Answer these questions from the teaching journal below.
(a) What second persuasive text type will the class be making?
(b) What will the class produce with compasses and protractors starting Tuesday?
(c) How long is the mid term break in the middle of each term?

---------- Text under study

I’m struggling to find really impressively good examples of the most hated format in writing, the five paragraph essay. But I’m not giving up yet and we will be making print ads as a second persuasive text type. For ads at least I have a mountain of very good examples.

L and I had a play with Dreamscope this morning. It has been a while and it has definitely improved and increased the number of filters since my last try. While impressed by the tech I haven’t yet managed to produce a really strikingly good piece. Inserting images into the post is being problematic this evening.

 

 

Art is a major part of a good maths curriculum.
We began using compasses on Thursday. Beginning Tuesday we will be using them and protractors to produce fraction diagrams and building from here.

 

Wed 22nd

Making it through the day is an achievement with a sick infant in the house.

Running the help of psuedoephedrine today  as I am fighting the same cold. Very glad to have a long weekend to look forward to.  We have a mid term break, four day weekend in the middle of each term to allow people to make trips to regional centres etc.

Class work is consuming almost all waking creative thought. Today making split booklets for when, if I am unwell and relief is not available my class will be split into other rooms around the school with busy work to occupy them. Also checklists to ensure students make it through all the essential weekly literacy activities during rotations.

--------------------
---------- Record extracts

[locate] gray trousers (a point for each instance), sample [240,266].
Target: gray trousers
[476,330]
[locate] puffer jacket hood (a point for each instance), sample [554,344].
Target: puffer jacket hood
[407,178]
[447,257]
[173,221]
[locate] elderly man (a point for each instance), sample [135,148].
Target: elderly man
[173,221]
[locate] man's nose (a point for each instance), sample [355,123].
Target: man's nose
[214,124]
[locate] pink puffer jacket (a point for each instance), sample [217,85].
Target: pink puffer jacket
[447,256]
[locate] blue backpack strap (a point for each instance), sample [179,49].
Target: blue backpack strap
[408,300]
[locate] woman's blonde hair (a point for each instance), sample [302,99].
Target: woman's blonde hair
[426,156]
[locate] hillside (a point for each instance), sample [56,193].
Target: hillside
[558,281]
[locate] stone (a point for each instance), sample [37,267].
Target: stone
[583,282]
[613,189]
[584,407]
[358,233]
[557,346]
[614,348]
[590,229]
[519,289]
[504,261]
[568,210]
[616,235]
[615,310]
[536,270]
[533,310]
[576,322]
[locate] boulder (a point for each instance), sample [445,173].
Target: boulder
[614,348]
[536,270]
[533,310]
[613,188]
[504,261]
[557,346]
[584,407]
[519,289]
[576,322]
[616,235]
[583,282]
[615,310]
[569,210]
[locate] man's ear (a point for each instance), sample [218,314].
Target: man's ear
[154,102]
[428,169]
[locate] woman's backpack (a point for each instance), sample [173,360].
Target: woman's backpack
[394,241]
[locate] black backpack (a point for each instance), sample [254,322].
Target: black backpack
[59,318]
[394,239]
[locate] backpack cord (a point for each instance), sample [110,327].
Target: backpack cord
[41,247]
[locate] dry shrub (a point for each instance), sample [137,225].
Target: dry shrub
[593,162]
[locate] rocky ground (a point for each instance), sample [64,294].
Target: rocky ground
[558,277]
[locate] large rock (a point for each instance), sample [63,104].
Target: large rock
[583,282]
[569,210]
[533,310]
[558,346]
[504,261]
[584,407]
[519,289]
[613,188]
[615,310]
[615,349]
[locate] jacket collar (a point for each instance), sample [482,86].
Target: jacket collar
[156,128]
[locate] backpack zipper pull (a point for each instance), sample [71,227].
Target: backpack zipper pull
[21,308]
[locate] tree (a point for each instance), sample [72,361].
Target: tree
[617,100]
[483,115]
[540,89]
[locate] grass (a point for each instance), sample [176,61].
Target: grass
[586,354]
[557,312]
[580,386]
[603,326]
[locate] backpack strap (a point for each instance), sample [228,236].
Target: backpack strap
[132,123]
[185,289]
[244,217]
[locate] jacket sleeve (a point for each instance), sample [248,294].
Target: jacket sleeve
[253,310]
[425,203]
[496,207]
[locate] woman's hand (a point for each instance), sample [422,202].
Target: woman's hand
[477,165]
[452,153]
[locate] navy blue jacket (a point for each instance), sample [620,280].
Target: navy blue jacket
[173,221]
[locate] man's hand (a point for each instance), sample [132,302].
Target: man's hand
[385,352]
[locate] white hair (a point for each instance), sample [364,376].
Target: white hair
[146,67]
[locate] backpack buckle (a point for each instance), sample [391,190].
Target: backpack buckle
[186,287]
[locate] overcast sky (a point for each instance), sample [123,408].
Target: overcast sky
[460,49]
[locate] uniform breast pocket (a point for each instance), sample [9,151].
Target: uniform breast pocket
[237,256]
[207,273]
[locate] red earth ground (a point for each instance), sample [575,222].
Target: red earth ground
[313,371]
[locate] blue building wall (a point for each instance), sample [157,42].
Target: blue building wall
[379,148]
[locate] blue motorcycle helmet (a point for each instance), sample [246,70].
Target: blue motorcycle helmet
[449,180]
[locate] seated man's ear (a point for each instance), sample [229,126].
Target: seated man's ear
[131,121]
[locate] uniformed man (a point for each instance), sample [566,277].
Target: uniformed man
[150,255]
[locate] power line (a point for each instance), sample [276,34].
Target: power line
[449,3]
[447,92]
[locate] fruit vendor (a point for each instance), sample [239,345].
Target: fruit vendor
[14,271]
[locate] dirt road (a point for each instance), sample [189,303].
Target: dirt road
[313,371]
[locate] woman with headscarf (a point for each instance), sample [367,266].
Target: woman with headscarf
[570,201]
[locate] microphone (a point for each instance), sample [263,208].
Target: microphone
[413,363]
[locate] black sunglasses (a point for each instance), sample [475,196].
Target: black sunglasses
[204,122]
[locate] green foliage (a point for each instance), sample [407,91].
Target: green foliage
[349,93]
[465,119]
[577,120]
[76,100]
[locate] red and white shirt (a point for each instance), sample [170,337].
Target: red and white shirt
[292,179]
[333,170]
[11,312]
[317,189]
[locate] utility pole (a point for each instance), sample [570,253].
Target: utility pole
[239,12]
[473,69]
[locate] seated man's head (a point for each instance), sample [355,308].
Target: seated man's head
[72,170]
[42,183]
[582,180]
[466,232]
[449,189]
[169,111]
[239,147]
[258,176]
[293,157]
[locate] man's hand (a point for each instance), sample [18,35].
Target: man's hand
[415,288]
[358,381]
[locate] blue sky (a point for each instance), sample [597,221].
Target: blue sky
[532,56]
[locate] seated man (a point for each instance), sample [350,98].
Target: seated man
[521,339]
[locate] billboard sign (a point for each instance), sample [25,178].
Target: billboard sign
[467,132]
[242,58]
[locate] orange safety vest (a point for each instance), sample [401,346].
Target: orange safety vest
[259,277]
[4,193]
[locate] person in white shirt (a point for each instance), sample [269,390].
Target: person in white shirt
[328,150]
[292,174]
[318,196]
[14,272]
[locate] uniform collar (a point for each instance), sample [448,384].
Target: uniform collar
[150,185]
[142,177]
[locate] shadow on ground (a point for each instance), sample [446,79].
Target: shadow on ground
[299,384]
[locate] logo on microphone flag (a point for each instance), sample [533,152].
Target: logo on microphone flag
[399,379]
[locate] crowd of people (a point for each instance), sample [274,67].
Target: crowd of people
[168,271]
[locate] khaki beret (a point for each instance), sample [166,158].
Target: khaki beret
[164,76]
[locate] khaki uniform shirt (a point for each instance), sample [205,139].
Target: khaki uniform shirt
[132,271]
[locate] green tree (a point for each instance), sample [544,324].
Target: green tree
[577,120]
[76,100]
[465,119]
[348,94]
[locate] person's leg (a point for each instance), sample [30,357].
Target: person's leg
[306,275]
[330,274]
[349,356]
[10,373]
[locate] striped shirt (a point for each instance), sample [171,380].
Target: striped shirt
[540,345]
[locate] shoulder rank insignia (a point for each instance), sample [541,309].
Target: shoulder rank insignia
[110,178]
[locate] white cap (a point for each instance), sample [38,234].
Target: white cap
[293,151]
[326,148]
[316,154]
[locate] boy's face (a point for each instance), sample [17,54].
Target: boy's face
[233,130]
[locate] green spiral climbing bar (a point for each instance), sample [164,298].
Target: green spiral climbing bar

--------------------
---------- Record extracts

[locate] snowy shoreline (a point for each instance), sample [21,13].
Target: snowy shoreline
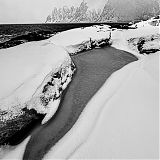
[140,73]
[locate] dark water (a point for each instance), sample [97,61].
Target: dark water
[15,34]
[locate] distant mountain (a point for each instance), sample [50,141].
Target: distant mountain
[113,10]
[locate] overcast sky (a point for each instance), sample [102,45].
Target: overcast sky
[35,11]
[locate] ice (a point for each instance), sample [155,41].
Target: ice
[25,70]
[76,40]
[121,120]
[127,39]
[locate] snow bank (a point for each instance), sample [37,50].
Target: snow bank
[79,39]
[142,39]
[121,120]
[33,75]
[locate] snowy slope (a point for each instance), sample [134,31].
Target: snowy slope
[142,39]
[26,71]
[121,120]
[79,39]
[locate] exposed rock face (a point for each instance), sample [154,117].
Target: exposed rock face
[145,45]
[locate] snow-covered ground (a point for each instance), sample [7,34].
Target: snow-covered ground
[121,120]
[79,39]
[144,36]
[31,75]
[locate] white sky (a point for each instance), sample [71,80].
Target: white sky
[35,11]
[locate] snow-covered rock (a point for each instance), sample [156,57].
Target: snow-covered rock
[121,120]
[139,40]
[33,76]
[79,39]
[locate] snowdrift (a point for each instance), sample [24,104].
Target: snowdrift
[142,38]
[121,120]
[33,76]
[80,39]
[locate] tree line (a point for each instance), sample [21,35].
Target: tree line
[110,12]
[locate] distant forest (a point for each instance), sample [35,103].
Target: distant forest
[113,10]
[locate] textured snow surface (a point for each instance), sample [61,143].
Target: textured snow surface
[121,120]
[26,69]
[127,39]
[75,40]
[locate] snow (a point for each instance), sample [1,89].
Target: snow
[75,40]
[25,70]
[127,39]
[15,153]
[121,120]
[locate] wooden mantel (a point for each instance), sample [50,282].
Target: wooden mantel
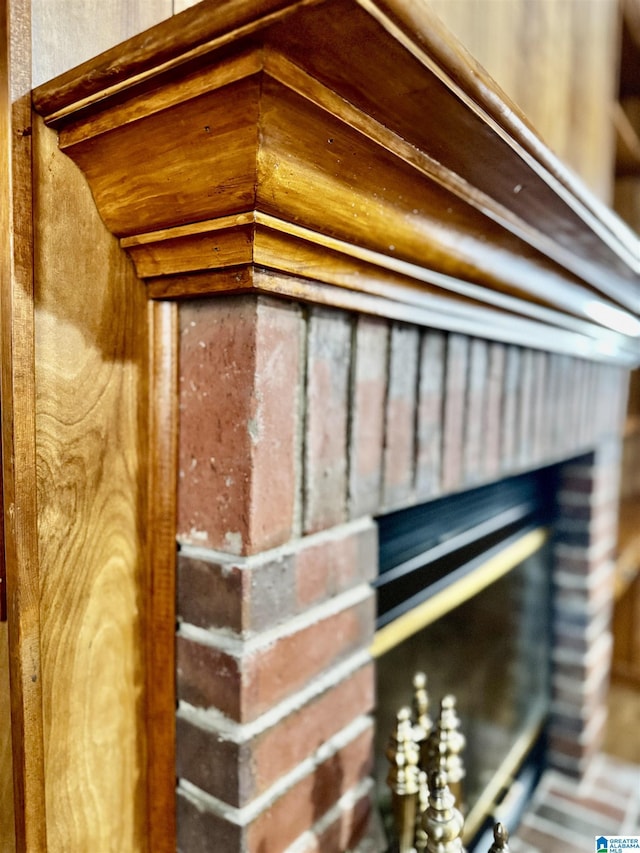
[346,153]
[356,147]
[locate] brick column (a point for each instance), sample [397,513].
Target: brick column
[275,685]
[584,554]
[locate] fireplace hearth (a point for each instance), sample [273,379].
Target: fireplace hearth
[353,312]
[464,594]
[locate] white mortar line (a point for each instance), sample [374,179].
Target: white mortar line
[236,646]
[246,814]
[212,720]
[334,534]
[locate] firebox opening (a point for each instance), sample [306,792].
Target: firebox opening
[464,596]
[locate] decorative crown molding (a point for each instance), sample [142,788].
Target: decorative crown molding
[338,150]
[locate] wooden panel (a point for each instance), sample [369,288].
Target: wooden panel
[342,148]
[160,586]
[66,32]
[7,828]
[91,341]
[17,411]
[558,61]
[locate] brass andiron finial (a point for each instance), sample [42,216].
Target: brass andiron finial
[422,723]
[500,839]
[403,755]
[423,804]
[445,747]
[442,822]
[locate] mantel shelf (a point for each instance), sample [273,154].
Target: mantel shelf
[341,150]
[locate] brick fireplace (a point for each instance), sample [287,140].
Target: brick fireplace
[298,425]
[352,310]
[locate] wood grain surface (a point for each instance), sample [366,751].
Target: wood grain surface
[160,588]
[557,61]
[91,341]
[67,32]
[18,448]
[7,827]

--------------------
---------- Record extracts

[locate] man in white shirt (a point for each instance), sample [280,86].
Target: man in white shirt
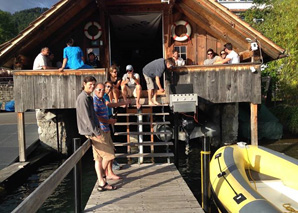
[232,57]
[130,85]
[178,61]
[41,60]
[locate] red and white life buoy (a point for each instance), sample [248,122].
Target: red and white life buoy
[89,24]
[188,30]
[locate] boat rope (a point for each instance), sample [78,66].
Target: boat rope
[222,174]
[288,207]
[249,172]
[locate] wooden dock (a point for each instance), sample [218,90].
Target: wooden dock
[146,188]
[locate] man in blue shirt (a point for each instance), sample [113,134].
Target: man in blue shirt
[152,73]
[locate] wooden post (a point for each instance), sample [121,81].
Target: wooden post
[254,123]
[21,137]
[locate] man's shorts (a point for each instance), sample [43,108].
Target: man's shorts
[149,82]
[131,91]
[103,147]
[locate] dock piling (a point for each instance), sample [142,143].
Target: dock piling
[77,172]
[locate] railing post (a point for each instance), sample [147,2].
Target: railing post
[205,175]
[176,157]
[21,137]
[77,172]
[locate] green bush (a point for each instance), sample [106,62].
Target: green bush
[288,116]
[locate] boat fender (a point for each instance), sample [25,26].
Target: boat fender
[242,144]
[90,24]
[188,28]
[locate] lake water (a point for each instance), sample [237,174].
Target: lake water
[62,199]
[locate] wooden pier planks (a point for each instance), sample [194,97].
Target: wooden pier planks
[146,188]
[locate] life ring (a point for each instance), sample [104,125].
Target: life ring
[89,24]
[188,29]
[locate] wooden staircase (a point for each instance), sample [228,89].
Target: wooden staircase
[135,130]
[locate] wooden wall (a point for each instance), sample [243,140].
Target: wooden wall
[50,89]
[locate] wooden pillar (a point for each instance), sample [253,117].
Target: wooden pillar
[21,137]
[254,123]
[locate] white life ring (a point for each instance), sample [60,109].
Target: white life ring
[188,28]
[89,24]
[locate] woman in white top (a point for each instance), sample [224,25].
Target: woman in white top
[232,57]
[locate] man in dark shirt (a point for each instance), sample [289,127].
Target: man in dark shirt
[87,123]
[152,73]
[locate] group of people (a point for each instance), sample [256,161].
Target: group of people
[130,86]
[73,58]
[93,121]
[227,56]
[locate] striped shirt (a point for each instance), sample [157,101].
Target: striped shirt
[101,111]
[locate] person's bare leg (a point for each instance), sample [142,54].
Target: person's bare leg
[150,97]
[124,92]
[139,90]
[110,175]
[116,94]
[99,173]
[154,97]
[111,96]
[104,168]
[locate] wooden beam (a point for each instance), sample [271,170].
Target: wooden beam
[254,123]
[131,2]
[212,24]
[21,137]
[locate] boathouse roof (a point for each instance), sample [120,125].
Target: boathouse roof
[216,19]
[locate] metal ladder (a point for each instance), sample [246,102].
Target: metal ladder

--------------------

**Result of the task**:
(a) Print ads.
(b) Fraction diagrams.
(c) Four days (a four day weekend).